Prompt: Extend the interview with James Sherry about Oops! Environmental Poetics, picking up after its final line.

Source passage:
-------------------------
I have changed a few names to protect not the innocent, but myself.
Beyond the pastoral, James Sherry engages our biosphere with the syncretic Oops! Environmental Poetics.
Home of the Bill T. Jones / Arnie Zane Company
I won’t describe his Bowery loft, the books left open on his table, or any other details concerning the interior of James Sherry’s apartment, because it’s not what he’s concerned with; he is far more interested in what is happening outside.
James Sherry’s most recent work, Oops! Environmental Poetics (BlazeVOX, 2013) addresses poets, ecologists, politicians, environmental scientists, and anyone else concerned by climate change. But don’t go stuffing your ears yet in anticipation of the dreaded term, “global warming.” This book isn’t your average finger-pointing, guilt-inducing publication about landfills and green energy; it’s a proposed set of concepts and theories for overriding an age-old way of thinking that’s informed the system for too long. It’s a series of suggestions for maintaining “connectedness,” not a list of bills that Congress should be passing. It’s a poem and an essay and a far cry from An Inconvenient Truth. Sherry proposes a new thesis on the front of global warming: that it is caused by desire.
Oops! demonstrates in its structure and form a degree of interconnectedness: academic essays flow into prose poetry which morph into lyrical which hatches experimental. Oops! isn’t laden with language writing like some of Sherry’s former works, but certainly doesn’t lack it. He explains how he spent the last decade cutting and pasting the various fragments.
Zoe R. Panagopoulos In the introduction you mention playing with a few different forms before arriving at Oops!. Can you take us through that initial process of trial and error?
James Sherry In 1991 I published a book called Our Nuclear Heritage composed of short essays and poems that linked to form a more complete idea. I tried to make each essay a partial solution to a centralized model. In Oops! I initially tried to extend the ideas to longer more composite discussions, but found that the complex interactions of various themes—which also lead to the point of the book—meant that each essay didn’t have clear boundaries. I considered writing a single long piece, maybe even avoiding paragraph breaks, but felt it was not only too hard to read but also didn’t reflect the observable independence of individual organisms.
So after writing a few long pieces, I chopped them back to the short form of Our Nuclear Heritage. In Oops!, however, I tried to render each essay both an independent entity and contributing to a larger whole—a distributed form. The short form accommodates different shapes based on the theme (or themes) of the essay. Sometimes I focused on a single theme with others revolving around it. Sometimes I balanced two or three themes to show their interaction when they were treated on the same level of hierarchy, such as biological risk juxtaposed to risk in experimental poetry juxtaposed to systems management of risk. I like this kind of formal experimentation and think it’s relevant for readers to do both close and distant reading of the text. I recommend reading Franco Moretti’s Graphs, Maps, Trees to find out about distant reading and its environmental associations.
ZRP Did you intend for the form and style within the structural layout of Oops! to better exemplify the ideas it’s comprised of than the text itself?
-------------------------
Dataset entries

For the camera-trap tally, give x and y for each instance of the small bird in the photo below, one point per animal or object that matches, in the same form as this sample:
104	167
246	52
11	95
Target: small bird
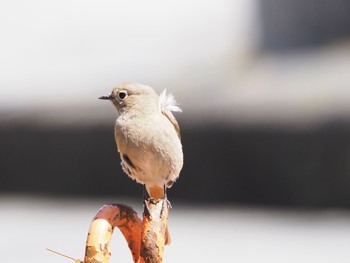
147	136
-------------------------
Task result:
JS I wanted the method of linking ideas in Oops! to reflect environmental concepts found in science, politics, and poetry. I tried to balance between the thematics and the form/style rather than to make grammar lead the lexicon as in language poetries. In this sense, I think the text at a detailed, syntactic level is comparatively conservative/conservationist. Hybrid intentions link form, style, and theme. Oops! valorizes chimera, rather than a single, centralized intent, to yoke incompatible forms and ideas, and tells whether—contrary to popular opinion—they function effectively.
Plus, intent in poetry does not preclude unintended environmental/natural forms in the work. As an editor I find that so much of what people write contains involuntary natural structures; we can’t help it. My piece on Fiona Templeton’s You—The City, published in Postmodern Culture, is an extended example of finding environmental structures in innovative texts.
ZRP Oops! draws a lot of attention to nature poets who focus on aspects of the environment that are romanticized or, perhaps, separate from those of reality. Can you speak a little bit more about how that imagery compares to the current, more stark state of nature—as we know or don’t know it?
JS I want to be supportive of other writers who are doing good work in a mode that dates back centuries, the Pastoral tendency, the nature poem. The household earth imagery of natural phenomena is attractive, but will turn out to operate as a mechanism of social control; its aesthetics narrow the field to nature imagery, to the human ego in nature. I’d suggest we make our sense of poetry more inclusive. We don’t need to be forever told how beautiful and intricate nature is, but re-imagine how we are part of it. Oops! launches images on many scales and on many subjects. And in environmentalism, scaling projects cultural change as much as subjectivity.
EJ McAdams and I wrote a collaborative review of Jack Collom’s Exchanges of Earth and Sky. In it, Collom writes poems in two separate sections: usually one about himself and the other about some natural phenomenon like a bird. But he connects the two sections with ampersands; those ampersands link humanity and nature. For us the connection between birds and humans can be more than “&.” Check out the review in Jacket2; the collaboration was accomplished with MS Word comments.
Oops! goes beyond activism to construct a solutionist approach using poetry and styles that include humanity and nature as part of a single complex entity. Throughout the book I look for ways to integrate the human and non-human parts of the biosphere: love poetry and reproduction or overpopulation, multiplicity and increased security, similar structures at different scales. There are many examples; it was hard to stop writing once I started to see the connections: “Reason is a gift of nature” (Kant). War and greed are as natural as trees. There are exceptions of course: where eco-poets do find themselves not in nature but of nature. Charles Olson sometimes falls into nature. Jackson Pollock famously said, “I am nature.” Jonathan Skinner describes his “new nature poetry” as a kind of “linguistic topology.” There are plenty of contrary examples. Oops! tries to show the wealth and indeterminacy of poetic solutions and images when humanity identifies itself in the environment.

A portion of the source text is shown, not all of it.